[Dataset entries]
========

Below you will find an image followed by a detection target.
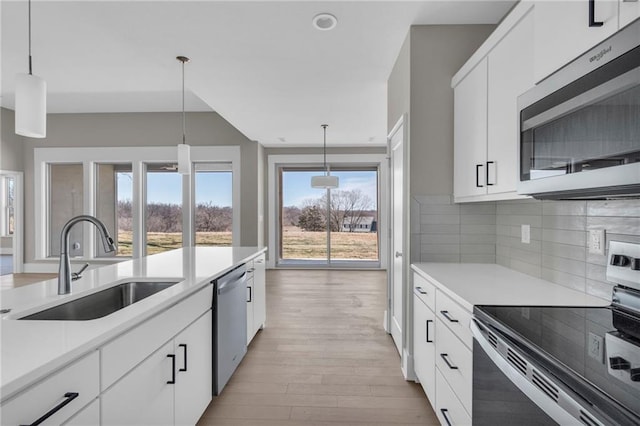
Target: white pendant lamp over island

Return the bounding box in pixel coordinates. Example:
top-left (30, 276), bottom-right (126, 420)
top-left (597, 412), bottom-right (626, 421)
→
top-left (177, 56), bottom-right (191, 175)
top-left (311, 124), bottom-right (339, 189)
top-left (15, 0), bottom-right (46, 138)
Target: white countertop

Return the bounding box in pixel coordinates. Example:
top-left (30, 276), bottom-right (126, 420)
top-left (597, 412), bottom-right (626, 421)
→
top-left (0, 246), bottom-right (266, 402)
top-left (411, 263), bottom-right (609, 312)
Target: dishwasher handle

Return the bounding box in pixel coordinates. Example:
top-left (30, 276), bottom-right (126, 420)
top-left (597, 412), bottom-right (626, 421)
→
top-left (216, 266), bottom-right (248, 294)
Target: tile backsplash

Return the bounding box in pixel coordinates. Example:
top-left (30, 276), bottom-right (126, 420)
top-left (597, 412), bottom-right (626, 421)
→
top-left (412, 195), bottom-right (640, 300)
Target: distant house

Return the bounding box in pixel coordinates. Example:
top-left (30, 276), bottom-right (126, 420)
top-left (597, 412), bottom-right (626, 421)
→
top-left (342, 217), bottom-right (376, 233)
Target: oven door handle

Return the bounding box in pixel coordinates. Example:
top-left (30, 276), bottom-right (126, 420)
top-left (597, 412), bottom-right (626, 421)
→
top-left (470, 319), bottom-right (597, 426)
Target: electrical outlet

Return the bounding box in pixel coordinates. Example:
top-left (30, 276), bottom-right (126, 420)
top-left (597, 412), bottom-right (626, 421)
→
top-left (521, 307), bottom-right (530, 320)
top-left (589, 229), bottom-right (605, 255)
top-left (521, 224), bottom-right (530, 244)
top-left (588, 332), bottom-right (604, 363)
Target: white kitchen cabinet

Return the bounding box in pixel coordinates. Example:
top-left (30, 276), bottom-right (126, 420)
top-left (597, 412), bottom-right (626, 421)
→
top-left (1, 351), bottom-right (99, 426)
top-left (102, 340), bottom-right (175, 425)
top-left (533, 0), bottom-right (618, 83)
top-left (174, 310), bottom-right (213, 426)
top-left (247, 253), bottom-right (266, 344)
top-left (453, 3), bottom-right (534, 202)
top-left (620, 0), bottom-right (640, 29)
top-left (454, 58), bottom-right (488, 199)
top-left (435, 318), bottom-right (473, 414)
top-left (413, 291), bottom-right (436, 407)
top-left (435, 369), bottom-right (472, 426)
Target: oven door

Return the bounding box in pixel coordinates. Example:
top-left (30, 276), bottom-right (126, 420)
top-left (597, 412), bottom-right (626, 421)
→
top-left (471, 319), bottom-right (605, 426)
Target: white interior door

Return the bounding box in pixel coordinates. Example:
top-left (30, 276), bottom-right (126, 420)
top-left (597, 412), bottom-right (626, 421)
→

========

## Your objective
Without the pictures, write out every entry exactly as it appears.

## Reply to the task
Below you will find an image followed by a detection target.
Target: white pendant lamp over island

Return the bounding box in pixel coordinates. Example:
top-left (30, 276), bottom-right (126, 420)
top-left (597, 412), bottom-right (626, 421)
→
top-left (177, 56), bottom-right (191, 175)
top-left (311, 124), bottom-right (339, 189)
top-left (15, 0), bottom-right (46, 138)
Target: white countertop

Return the bounding box in pixel coordinates. Example:
top-left (30, 276), bottom-right (126, 420)
top-left (597, 412), bottom-right (626, 421)
→
top-left (0, 246), bottom-right (266, 402)
top-left (411, 263), bottom-right (609, 312)
Target: dishwasher handle

Return the bounding box in pixel coordinates. Example:
top-left (30, 276), bottom-right (126, 420)
top-left (597, 412), bottom-right (626, 421)
→
top-left (216, 266), bottom-right (248, 294)
Target: tile backsplash

Return the bounding box in pixel coordinates. Example:
top-left (30, 276), bottom-right (126, 420)
top-left (597, 412), bottom-right (626, 421)
→
top-left (412, 195), bottom-right (640, 300)
Target: distant house

Return the bounding box in pixel coordinates. Example:
top-left (30, 276), bottom-right (126, 420)
top-left (597, 412), bottom-right (626, 421)
→
top-left (342, 217), bottom-right (376, 233)
Target: oven door handle

Return the bounding box in pixel coordinates. Example:
top-left (30, 276), bottom-right (126, 420)
top-left (597, 412), bottom-right (626, 421)
→
top-left (470, 319), bottom-right (597, 426)
Target: electrical outlet

Return the bounding box in pixel coordinates. Example:
top-left (30, 276), bottom-right (126, 420)
top-left (597, 412), bottom-right (626, 421)
→
top-left (521, 307), bottom-right (530, 320)
top-left (589, 229), bottom-right (605, 255)
top-left (521, 224), bottom-right (530, 244)
top-left (588, 332), bottom-right (604, 363)
Target: white kitchen cabinet

Return the bounding box in pixel coordinates. Example:
top-left (30, 276), bottom-right (126, 420)
top-left (597, 412), bottom-right (626, 421)
→
top-left (1, 351), bottom-right (99, 426)
top-left (102, 340), bottom-right (175, 425)
top-left (533, 0), bottom-right (618, 83)
top-left (174, 310), bottom-right (213, 426)
top-left (247, 253), bottom-right (266, 344)
top-left (453, 3), bottom-right (534, 202)
top-left (620, 0), bottom-right (640, 29)
top-left (454, 58), bottom-right (488, 199)
top-left (435, 318), bottom-right (473, 414)
top-left (413, 291), bottom-right (436, 407)
top-left (435, 369), bottom-right (472, 426)
Target: oven door

Return the bounding box in pixel coordinates. Example:
top-left (30, 276), bottom-right (126, 420)
top-left (597, 412), bottom-right (626, 421)
→
top-left (471, 319), bottom-right (605, 426)
Target: white interior door

Return the bounding box in pixel coordinates. Example:
top-left (30, 276), bottom-right (126, 420)
top-left (597, 412), bottom-right (626, 421)
→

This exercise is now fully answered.